§ **What is being asked**
Repeat all of the material exactly as given.

§ **Data provided**
######

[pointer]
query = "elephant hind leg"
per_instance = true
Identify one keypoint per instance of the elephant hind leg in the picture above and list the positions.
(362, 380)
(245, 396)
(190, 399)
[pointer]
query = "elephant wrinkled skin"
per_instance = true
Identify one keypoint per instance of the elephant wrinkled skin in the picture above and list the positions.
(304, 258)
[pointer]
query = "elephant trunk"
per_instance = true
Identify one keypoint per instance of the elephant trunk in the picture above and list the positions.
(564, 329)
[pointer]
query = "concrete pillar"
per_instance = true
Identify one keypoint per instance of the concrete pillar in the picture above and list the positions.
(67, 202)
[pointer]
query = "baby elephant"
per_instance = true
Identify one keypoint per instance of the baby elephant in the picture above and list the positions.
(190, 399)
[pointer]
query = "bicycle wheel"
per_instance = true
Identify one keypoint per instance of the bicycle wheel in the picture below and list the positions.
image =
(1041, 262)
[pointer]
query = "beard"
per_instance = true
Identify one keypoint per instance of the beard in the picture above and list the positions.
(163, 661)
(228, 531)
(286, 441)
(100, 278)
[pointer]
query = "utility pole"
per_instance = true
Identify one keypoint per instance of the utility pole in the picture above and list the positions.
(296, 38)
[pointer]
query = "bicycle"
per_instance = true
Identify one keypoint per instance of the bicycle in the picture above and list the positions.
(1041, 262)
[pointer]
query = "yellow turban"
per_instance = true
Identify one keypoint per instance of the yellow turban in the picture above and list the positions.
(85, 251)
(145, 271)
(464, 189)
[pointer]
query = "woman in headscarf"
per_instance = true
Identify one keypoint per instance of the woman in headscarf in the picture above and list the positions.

######

§ **Expected answer**
[pointer]
query = "elephant hind leg"
per_instance = true
Identify one keypoint per instance of the elephant hind leg in the picture above and list the positions.
(362, 380)
(245, 396)
(190, 399)
[pointer]
query = "elephant wrinkled skin"
per_instance = true
Identify one keypoint per instance of the elephant wrinkled skin in the picture above and list the positions.
(304, 258)
[pointer]
query = "elephant trunk"
per_instance = true
Identify one keypoint per instance of the elephant trunk in the picture above and list the positions.
(564, 329)
[pointer]
query = "concrete pillar"
per_instance = true
Identify one keypoint per instance of the concrete pillar in the picture above and list the positions.
(67, 202)
[pointer]
query = "baby elephant"
per_instance = true
Identify one keypoint per instance of the baby elephant in the picture above and list the positions.
(190, 399)
[pointer]
query = "bicycle wheel"
per_instance = true
Identify one keypoint per instance of the bicycle wheel in the picture below and list the positions.
image =
(1041, 262)
[pointer]
query = "beard"
per_instance = true
Identify one keypoint per instance of the beard in the picture above and list the positions.
(163, 661)
(228, 531)
(286, 441)
(100, 278)
[pointer]
query = "utility pole"
per_instance = true
Identify one keypoint per instance of the utility pole in the picture above and list the positions.
(296, 38)
[pointer]
query = "bicycle"
per_instance = true
Identify one keypoint per instance of the bicycle in the picture above and list the positions.
(1041, 262)
[pointer]
query = "yellow turban"
per_instance = true
Identify one keypoint per instance of the yellow turban in the picture above and list the positions.
(85, 251)
(145, 271)
(464, 189)
[pointer]
query = "woman in headscarf"
per_instance = true
Identify one keypoint per instance of the woman in headscarf in the picture above and list the positions.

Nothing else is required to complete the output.